No, mostly I'm just trying to give some context to the fact that when the teaser poster for Diary of a Mad Black Woman first popped up in late 2004, I was one of many people who had no idea what the words "Tyler Perry's" over the title meant. Just one of those dozens of cases where a book I'd never heard of that lots of people liked had been turned into a film, I assumed. Regardless, it was quite an appealing teaser, with a bold use of bright purple and a really lovely bit of subtlety to the design. Go back and take a look at the top of this review, tell me that I was wrong: if you didn't know what the movie was about, that teaser would be enough to make you think that it's a graceful, atmospheric character study. Or at least trying to be.

Then the second poster came out, and it looked like this:

I stopped expecting a graceful character study.

(Weirdly, several subsequent Perry films have used the same "classy teaser"/"godawful, broadly comic one-sheet" marketing strategy).

We know better now, of course, and that's what seven years' worth of perspective does for you. "Graceful", is of course not a word customarily used to describe anything that Perry touches, and the somewhat outraged bad reviews it received on its initial release - it still holds the lowest scores on both Rotten Tomatoes and Metacritic of any of the author's features - are perhaps due to shock on the part of the critics of the day (who, being typically white and cosmopolitan, would probably have been about as ignorant of the man as I was), completely flummoxed by the whatever-the-hell in front of them.

__WRITTEN EXERCISE A__.
Reproduce the review word for word from "No, mostly I'm" to "trying to be.".
The review and the entries have nothing to do with each other.

__DATASET RECORDS__.

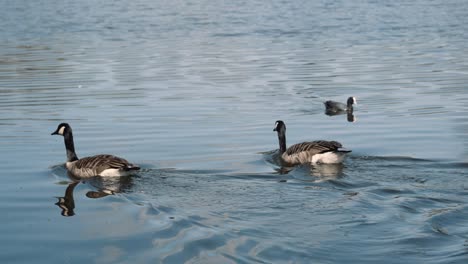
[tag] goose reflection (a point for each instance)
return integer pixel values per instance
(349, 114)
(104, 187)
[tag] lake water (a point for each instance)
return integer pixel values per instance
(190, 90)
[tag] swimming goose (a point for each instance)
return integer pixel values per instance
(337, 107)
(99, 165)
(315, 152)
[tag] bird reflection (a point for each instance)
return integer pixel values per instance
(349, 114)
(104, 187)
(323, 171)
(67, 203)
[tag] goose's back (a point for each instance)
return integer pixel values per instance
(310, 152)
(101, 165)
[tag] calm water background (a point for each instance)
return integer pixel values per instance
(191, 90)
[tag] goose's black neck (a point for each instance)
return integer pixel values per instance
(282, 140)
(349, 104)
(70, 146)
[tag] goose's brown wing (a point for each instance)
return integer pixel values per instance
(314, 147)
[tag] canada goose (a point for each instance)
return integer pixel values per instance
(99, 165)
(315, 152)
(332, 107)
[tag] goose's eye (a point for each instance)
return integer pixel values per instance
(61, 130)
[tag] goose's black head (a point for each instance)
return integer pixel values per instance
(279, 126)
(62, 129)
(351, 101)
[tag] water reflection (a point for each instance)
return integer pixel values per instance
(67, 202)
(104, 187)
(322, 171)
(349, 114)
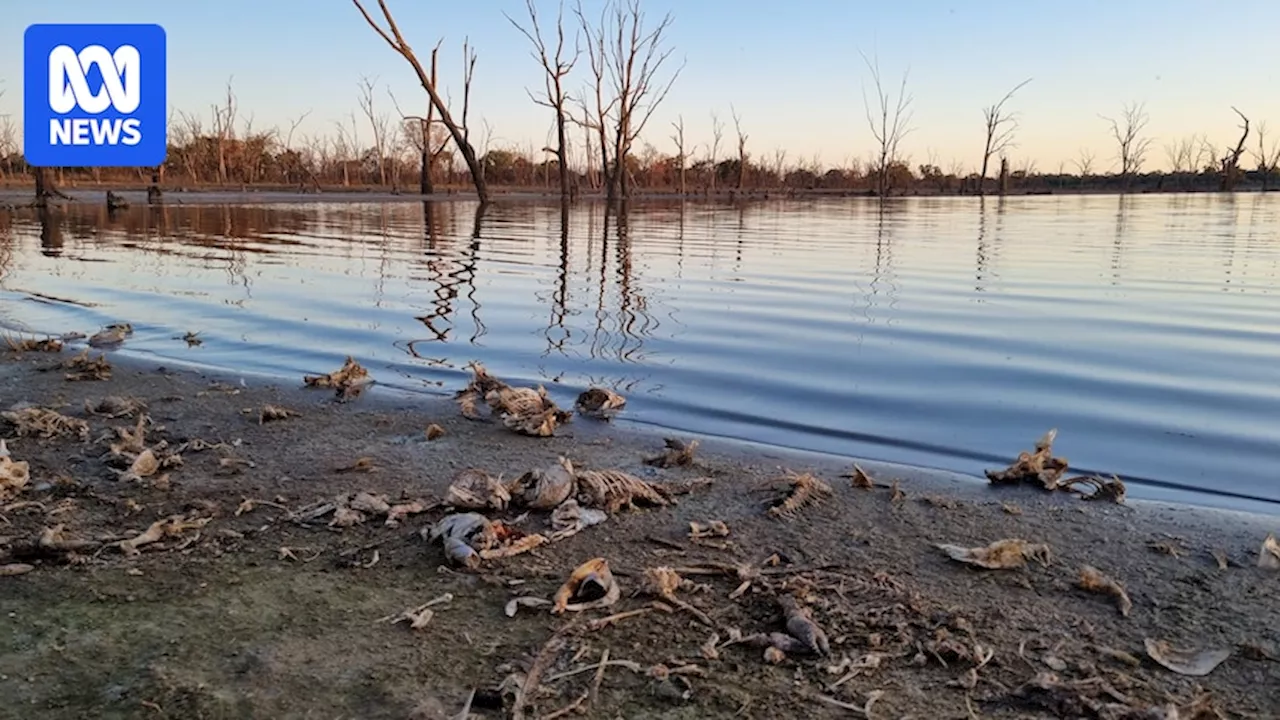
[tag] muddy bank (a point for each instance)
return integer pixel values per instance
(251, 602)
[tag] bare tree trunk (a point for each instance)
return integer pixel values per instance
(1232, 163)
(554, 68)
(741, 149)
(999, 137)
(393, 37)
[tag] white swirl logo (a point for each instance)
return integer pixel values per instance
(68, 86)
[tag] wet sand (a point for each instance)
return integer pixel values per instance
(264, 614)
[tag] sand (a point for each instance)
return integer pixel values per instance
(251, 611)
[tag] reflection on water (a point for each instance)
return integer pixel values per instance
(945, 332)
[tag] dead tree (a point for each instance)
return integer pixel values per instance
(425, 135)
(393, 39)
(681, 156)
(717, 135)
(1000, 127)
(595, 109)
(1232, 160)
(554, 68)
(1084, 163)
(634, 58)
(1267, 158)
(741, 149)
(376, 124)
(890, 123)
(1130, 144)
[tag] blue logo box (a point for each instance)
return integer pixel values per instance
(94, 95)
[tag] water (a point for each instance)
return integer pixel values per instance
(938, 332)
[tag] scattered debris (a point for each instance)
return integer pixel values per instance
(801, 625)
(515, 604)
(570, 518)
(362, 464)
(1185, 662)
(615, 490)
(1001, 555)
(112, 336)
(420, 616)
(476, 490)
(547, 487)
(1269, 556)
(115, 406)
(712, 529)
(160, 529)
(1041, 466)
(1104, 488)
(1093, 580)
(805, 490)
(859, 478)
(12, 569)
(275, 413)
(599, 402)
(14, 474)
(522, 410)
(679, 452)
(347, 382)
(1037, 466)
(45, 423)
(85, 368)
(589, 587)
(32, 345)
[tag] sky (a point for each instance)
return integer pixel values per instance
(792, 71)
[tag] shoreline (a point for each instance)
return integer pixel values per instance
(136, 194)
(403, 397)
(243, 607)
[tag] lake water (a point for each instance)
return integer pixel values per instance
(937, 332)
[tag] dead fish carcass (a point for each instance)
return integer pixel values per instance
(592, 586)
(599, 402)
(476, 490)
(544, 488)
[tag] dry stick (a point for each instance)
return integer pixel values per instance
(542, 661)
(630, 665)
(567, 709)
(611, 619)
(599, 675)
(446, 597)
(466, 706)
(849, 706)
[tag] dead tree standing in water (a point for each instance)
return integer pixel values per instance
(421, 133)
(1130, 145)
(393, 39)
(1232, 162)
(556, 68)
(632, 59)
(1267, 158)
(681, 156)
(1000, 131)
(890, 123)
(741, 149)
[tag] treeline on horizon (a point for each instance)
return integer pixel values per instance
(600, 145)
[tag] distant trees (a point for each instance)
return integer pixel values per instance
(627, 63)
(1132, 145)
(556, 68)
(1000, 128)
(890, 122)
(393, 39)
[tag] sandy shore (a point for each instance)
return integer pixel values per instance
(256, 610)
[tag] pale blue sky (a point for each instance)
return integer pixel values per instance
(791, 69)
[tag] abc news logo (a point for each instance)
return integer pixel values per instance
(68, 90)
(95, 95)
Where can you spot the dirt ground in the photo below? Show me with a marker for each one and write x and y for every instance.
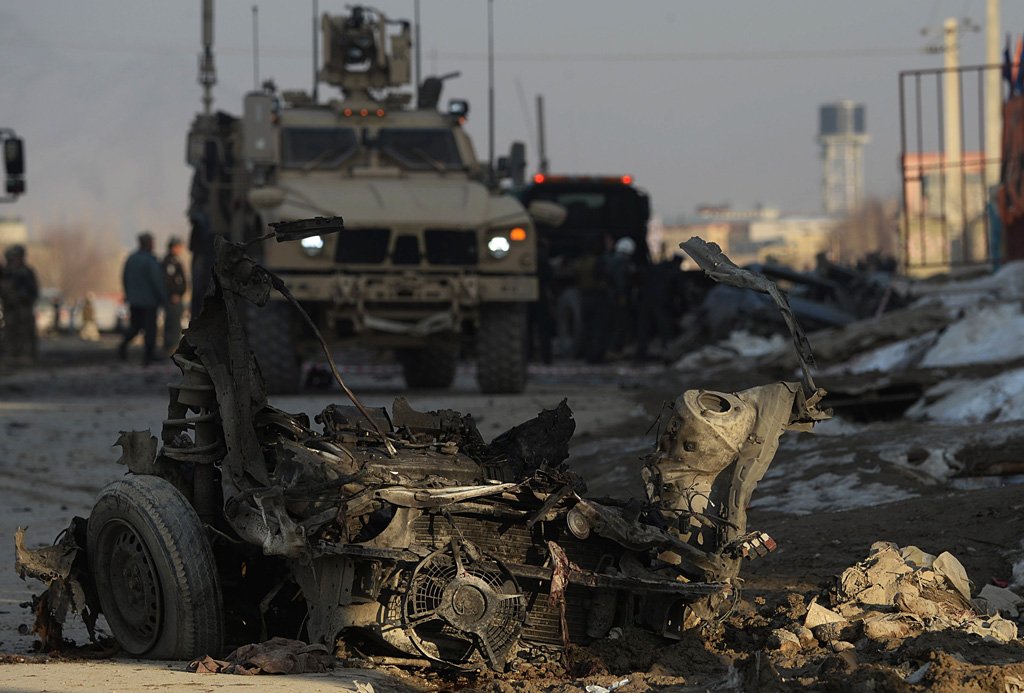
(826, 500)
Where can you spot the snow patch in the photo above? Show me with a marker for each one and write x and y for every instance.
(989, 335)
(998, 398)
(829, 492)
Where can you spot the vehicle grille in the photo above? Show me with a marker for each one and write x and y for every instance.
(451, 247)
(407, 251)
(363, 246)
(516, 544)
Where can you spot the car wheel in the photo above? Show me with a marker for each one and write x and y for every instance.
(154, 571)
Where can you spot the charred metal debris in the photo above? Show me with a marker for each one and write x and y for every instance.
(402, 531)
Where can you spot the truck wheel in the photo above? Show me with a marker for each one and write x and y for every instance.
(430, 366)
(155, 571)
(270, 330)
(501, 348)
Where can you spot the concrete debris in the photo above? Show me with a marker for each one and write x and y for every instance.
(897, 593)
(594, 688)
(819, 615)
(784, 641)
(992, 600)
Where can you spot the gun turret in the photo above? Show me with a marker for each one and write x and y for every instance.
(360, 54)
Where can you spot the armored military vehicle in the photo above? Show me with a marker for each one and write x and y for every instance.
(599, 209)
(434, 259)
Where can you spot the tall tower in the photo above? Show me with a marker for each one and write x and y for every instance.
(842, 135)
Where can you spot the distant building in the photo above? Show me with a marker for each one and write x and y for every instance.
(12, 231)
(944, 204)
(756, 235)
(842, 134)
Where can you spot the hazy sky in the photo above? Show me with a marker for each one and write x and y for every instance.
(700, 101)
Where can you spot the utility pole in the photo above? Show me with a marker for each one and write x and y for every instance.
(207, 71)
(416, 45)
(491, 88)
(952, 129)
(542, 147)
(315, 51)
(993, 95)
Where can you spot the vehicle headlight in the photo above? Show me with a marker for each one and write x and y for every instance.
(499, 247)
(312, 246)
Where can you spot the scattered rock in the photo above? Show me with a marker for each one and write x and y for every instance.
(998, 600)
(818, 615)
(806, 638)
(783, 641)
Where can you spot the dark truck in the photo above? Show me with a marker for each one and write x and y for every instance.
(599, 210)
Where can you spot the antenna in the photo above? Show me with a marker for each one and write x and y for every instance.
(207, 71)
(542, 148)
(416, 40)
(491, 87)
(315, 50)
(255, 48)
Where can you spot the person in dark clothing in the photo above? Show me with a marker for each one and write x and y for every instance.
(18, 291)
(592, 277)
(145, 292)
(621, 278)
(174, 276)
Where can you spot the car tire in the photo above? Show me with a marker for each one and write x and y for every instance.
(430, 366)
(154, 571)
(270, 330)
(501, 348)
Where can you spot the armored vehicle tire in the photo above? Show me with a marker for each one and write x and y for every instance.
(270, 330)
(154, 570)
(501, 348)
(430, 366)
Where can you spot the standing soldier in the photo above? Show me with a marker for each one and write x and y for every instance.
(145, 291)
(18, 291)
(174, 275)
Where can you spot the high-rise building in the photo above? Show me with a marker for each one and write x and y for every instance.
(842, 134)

__WRITTEN EXERCISE B__.
List each line of the entries that includes the word "building".

__WRITTEN RESPONSE A__.
No, mostly I'm just trying to give some context to the fact that when the teaser poster for Diary of a Mad Black Woman first popped up in late 2004, I was one of many people who had no idea what the words "Tyler Perry's" over the title meant. Just one of those dozens of cases where a book I'd never heard of that lots of people liked had been turned into a film, I assumed. Regardless, it was quite an appealing teaser, with a bold use of bright purple and a really lovely bit of subtlety to the design. Go back and take a look at the top of this review, tell me that I was wrong: if you didn't know what the movie was about, that teaser would be enough to make you think that it's a graceful, atmospheric character study. Or at least trying to be.

__WRITTEN RESPONSE B__.
Where can you spot the distant building in the photo above? Show me with a marker for each one and write x and y for every instance.
Where can you spot the high-rise building in the photo above? Show me with a marker for each one and write x and y for every instance.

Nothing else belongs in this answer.